(Location identification entries)

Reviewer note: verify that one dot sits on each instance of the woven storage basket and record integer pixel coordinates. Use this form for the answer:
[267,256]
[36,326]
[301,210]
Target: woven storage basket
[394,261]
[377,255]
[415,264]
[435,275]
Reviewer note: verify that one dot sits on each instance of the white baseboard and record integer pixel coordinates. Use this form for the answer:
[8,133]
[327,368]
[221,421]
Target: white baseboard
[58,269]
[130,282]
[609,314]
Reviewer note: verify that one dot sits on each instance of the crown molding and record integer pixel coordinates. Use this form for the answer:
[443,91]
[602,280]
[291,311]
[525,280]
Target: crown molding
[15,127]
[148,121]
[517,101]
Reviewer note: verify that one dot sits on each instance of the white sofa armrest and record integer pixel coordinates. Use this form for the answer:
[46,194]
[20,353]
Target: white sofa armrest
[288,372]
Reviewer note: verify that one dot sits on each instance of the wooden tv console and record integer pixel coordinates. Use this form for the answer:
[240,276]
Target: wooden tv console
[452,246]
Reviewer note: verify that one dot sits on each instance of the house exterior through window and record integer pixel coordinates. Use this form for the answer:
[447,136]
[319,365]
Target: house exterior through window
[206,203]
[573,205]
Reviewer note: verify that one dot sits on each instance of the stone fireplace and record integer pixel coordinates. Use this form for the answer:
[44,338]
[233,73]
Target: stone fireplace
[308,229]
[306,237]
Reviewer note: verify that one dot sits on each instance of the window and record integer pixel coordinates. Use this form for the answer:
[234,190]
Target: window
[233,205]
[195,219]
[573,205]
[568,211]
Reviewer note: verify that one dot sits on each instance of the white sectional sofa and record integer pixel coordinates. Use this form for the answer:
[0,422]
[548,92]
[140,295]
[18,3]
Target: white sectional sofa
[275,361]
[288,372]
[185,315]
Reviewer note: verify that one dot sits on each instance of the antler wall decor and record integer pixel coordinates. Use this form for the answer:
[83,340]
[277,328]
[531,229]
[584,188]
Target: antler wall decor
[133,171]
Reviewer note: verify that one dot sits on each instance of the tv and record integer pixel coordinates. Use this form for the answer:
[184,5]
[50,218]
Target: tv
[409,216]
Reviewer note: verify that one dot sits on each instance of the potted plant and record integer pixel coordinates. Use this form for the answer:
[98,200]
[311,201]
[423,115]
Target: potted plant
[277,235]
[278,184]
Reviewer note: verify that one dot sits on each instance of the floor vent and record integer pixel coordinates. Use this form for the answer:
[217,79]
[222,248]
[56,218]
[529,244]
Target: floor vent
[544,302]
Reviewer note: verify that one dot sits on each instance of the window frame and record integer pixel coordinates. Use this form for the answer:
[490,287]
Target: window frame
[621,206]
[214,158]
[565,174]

- _Goal_:
Express the lines of the items as a JSON list of strings, one string per line and blank lines omitted, beginning with the line that contains "the window frame" and continuing through the end of the items.

- _Exercise solution_:
[
  "Reviewer note: verify that one dot sits on each instance of the window frame and record integer pixel coordinates. Use this form for the answer:",
  "[490,287]",
  "Target: window frame",
  "[621,206]",
  "[214,158]",
  "[565,174]"
]